WHAT YOU NEED TO DO - Rewrite every item below, swapping "Annotate" for "Label" wherever it occurs and leaving all other text unchanged.

↓↓↓

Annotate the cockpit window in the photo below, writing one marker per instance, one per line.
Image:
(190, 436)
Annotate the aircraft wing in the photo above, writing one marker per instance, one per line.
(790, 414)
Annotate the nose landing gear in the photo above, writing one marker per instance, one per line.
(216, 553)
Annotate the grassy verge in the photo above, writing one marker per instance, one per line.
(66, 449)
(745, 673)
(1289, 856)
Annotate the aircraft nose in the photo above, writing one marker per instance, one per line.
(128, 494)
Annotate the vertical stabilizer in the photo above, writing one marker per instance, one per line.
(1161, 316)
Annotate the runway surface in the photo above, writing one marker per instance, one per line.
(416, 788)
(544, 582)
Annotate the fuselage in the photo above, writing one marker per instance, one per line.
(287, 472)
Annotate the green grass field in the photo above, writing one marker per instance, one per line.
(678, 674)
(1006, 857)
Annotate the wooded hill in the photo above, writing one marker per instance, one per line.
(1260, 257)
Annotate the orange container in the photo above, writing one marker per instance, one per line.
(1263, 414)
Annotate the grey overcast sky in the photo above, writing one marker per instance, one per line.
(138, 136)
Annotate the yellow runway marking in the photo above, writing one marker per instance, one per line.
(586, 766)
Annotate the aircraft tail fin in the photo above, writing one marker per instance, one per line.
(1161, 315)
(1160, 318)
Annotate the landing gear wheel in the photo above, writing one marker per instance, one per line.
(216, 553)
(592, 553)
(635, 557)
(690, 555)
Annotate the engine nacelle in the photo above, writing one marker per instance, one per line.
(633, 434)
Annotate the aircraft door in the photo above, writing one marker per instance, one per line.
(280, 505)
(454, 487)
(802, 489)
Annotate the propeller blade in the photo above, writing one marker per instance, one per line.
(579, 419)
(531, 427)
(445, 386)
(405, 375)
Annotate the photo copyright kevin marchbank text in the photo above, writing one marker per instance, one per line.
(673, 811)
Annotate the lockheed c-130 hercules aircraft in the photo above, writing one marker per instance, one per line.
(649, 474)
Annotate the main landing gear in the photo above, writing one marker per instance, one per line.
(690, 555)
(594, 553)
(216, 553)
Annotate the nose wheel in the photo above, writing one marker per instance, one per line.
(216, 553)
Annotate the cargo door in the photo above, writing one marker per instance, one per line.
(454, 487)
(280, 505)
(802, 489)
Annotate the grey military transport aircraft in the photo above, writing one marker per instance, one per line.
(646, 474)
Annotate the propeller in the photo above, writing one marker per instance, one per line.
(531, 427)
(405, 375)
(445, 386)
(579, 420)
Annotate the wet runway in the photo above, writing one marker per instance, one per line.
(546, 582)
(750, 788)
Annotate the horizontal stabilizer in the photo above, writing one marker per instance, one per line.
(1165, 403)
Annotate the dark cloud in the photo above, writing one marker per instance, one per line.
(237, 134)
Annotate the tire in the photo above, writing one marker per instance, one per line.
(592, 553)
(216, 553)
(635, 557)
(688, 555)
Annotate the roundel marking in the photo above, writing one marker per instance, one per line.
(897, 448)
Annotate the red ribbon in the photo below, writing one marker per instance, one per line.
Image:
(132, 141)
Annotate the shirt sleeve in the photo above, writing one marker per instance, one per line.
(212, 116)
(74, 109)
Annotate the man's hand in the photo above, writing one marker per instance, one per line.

↑↑↑

ANSWER BELOW -
Label the cockpit window in the photo below, writing one marker per instance, one per line.
Image:
(190, 436)
Label the aircraft wing in the photo above, writing one marker per instance, one per line.
(790, 414)
Label the nose landing gear in the photo above, writing one marker per instance, one per line.
(216, 553)
Label the grassy verge in the photo above, writing one marker per instance, one per line.
(66, 449)
(745, 673)
(1289, 856)
Label the aircraft nose in the photo above, writing one marker per instance, one per line.
(128, 494)
Label the vertical stabilizer in the photo above, writing one marker per instance, one per line.
(1161, 316)
Label the runway surface in the photo above, writing one marker per instance, one per line.
(416, 788)
(544, 582)
Label the fuselage in the photo above, writing one marker per instance, one per line.
(287, 472)
Label the green grass field in the photo above, writing one marker per instance, one per line.
(678, 674)
(1006, 857)
Label the wooded hill in the photo above, writing one marker per instance, one per line.
(1260, 257)
Label the orange container in the photo above, writing one marker per instance, one per line.
(1263, 414)
Label the grey overcast sky in the photo above, writing one marker per instance, one per line.
(138, 136)
Label the yellow runway marking in the photo above, writing one marker per instance, one per line.
(586, 766)
Label the aircraft tail fin in the photo above, writing one marker per instance, one per line.
(1161, 315)
(1160, 318)
Label the landing gear wheel in the photo above, writing one marker per instance, one per line.
(216, 553)
(592, 553)
(635, 557)
(690, 555)
Label the engine nacelle in the photo above, writing one marker per instance, one per line.
(633, 434)
Label the aircraft door in the photo above, writing one marker per instance, one per line.
(280, 505)
(454, 487)
(802, 489)
Label the propeller blade in the photo above, writing one marker per instance, one per line.
(579, 419)
(531, 427)
(445, 386)
(405, 375)
Label the photo copyright kevin marchbank text in the photo above, writing one marker per instance, one per line.
(673, 811)
Label the lockheed c-130 hercules aircraft in the photo above, writing one marker per instance, one per line.
(649, 474)
Label the main landing gear in the photo above, writing one marker per instance, one per line.
(690, 555)
(594, 553)
(216, 553)
Label the nose wheel in the photo above, writing one marker per instance, one per line.
(216, 553)
Label the cargo door in the photo above, writing one marker per instance, one per line.
(454, 487)
(280, 505)
(802, 489)
Label the grey military transport aircraft in the photo above, writing one marker per instance, one per line.
(646, 474)
Label the propeller in the photo above, writing one marker per instance, one per line.
(531, 427)
(405, 375)
(445, 386)
(579, 420)
Label the wet runway in the photo above, writing one marker per instance, one per line.
(546, 582)
(750, 788)
Label the horizontal stabilizer in the photo above, writing one marker per instance, one per line.
(1165, 403)
Label the dark cloud in the photo above, writing one marker per instance, one per line.
(237, 134)
Label the tire in the photo above, writing one marker per instance, one per line.
(592, 553)
(216, 553)
(635, 557)
(688, 555)
Label the roundel marking in the photo above, writing one marker per instance, one per line.
(897, 448)
Label the red ribbon in the photo below, writing one marker per instance, one per line.
Image:
(132, 141)
Label the shirt sleeve in the photo above, writing one marker per instance, one per line.
(212, 116)
(74, 109)
Label the man's hand in the photo above, writing one marker per instance, one per line.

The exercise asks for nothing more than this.